Pagina:
◆ ◆ ◆ ◆ ◆
Il gruppo Missio Giovani dell’Arcidiocesi di Pescara-Penne ricorda l’esperienza vissuta nel campo di Kakuma nel 2018

La delegazione pescarese di Missio Giovani, guidata da don Massimo D Lullo, ne campo profughi di Kakuma

Lo scorso 8 aprile l’Alta Corte del Kenyasecondo quanto riportato da AlJazeera, avrebbe “sospeso”, per 30 giorni la misura del governo keniota del 25 marzo che prevedeva la chiusura, entro 14 giorni, dei due grandi centri per rifugiati dell’Unhcr (United Nations High Commissioner for Refugees – Alto commissariato delle Nazioni Unite per i Rifugiati). Uno è situato a Kakuma, nel nord del Kenya al confine con il Sud Sudan, l’altro si trova a Dadaab, nell’area confinante con la Somalia. La motivazione che muove tale decisione pare sia legata al problema della sicurezza nazionale. Tuttavia non si esclude che il provvedimento sia stato preso in relazione alle recenti difficoltà diplomatiche tra Kenya e Somalia, anche se il ministero degli Interni ha smentito questo collegamento.
◆ ◆ ◆ ◆ ◆
Righe elencate:
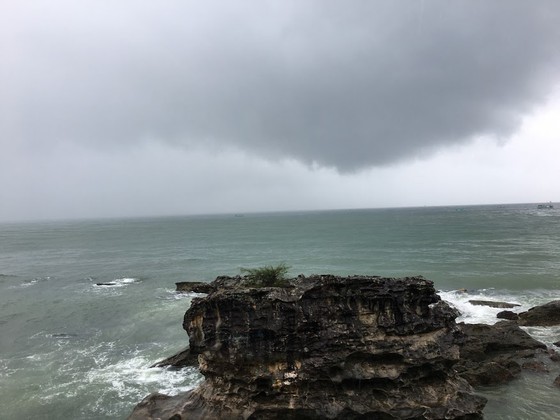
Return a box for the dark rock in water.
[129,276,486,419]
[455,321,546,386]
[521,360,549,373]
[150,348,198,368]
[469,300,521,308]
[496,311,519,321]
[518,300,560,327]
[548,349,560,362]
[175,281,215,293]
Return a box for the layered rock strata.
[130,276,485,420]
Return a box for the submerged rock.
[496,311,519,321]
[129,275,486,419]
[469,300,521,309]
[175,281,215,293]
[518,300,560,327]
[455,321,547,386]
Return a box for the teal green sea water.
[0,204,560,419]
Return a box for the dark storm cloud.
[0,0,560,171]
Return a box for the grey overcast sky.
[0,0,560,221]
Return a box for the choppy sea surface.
◆ ◆ ◆ ◆ ◆
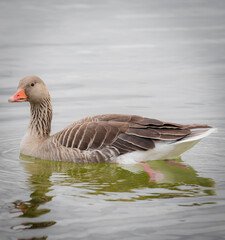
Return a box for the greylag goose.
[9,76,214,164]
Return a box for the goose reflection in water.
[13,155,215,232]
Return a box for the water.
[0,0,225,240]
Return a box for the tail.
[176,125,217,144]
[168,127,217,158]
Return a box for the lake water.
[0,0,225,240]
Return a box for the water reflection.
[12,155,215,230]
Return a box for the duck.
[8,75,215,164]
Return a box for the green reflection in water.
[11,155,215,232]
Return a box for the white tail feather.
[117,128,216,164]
◆ ◆ ◆ ◆ ◆
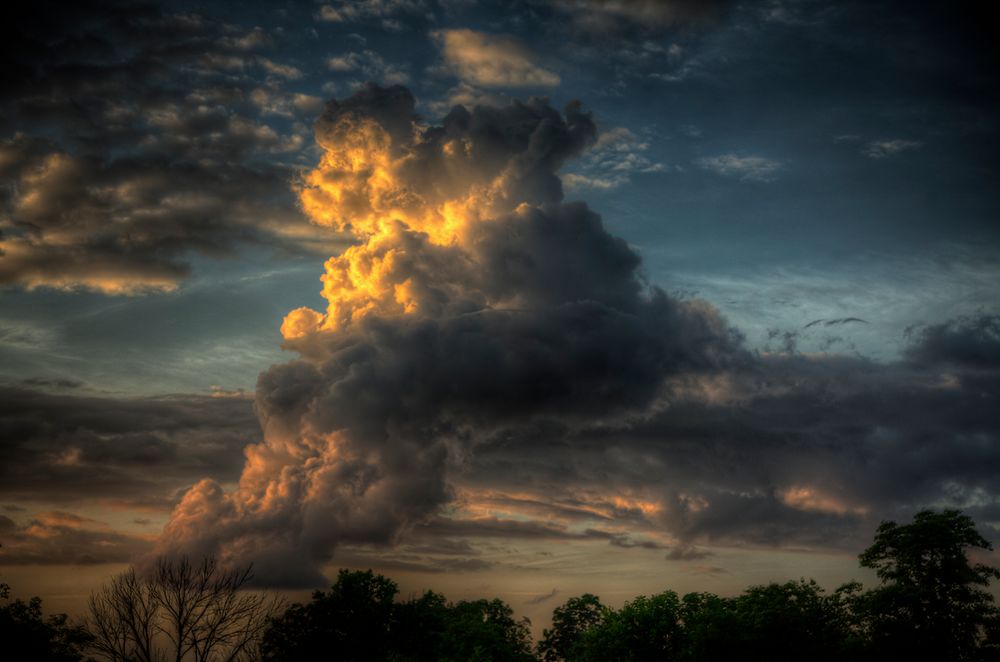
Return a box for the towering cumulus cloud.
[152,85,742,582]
◆ ◆ ◆ ◆ ◆
Esercizi da svolgere:
1 > Trascrivi parola per parola il tratto della pagina che va da "La delegazione pescarese" fino a "smentito questo collegamento.".
2 > Elenca tutti i Paesi nominati nella pagina.
3 > Secondo la pagina, entro quanti giorni la misura del governo keniota del 25 marzo prevedeva la chiusura dei due centri per rifugiati?
Le righe non hanno alcun legame con la pagina.

Soluzioni in ordine:
1 >
La delegazione pescarese di Missio Giovani, guidata da don Massimo D Lullo, ne campo profughi di Kakuma

Lo scorso 8 aprile l’Alta Corte del Kenyasecondo quanto riportato da AlJazeera, avrebbe “sospeso”, per 30 giorni la misura del governo keniota del 25 marzo che prevedeva la chiusura, entro 14 giorni, dei due grandi centri per rifugiati dell’Unhcr (United Nations High Commissioner for Refugees – Alto commissariato delle Nazioni Unite per i Rifugiati). Uno è situato a Kakuma, nel nord del Kenya al confine con il Sud Sudan, l’altro si trova a Dadaab, nell’area confinante con la Somalia. La motivazione che muove tale decisione pare sia legata al problema della sicurezza nazionale. Tuttavia non si esclude che il provvedimento sia stato preso in relazione alle recenti difficoltà diplomatiche tra Kenya e Somalia, anche se il ministero degli Interni ha smentito questo collegamento.

2 > Kenya, Sud Sudan, Somalia

3 > Entro 14 giorni.